**Instructions for the task**. Report the number of lines below that contain the string "Mark". Give only that number.

**Records for processing**.
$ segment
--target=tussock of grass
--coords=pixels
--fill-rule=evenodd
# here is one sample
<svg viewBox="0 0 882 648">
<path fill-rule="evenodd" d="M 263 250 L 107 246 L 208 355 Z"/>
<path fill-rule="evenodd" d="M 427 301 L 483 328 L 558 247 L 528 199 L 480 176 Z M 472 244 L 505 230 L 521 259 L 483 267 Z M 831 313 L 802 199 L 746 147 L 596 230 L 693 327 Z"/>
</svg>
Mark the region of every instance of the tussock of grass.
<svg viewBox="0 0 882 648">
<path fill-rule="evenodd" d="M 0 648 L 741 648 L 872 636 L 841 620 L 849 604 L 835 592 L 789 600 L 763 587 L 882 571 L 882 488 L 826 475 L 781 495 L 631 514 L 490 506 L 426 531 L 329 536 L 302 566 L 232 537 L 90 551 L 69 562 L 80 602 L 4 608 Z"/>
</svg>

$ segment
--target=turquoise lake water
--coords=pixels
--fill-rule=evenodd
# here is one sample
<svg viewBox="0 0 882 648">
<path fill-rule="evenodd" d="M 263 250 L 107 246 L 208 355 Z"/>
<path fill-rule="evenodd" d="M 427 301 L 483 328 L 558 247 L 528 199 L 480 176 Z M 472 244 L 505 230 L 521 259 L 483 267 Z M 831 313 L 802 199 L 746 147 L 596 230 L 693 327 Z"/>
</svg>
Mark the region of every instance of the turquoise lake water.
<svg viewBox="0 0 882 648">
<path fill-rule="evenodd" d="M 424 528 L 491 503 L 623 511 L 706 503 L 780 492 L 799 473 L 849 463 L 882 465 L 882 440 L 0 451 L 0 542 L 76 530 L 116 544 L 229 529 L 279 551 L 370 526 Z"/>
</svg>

**Answer in full**. 2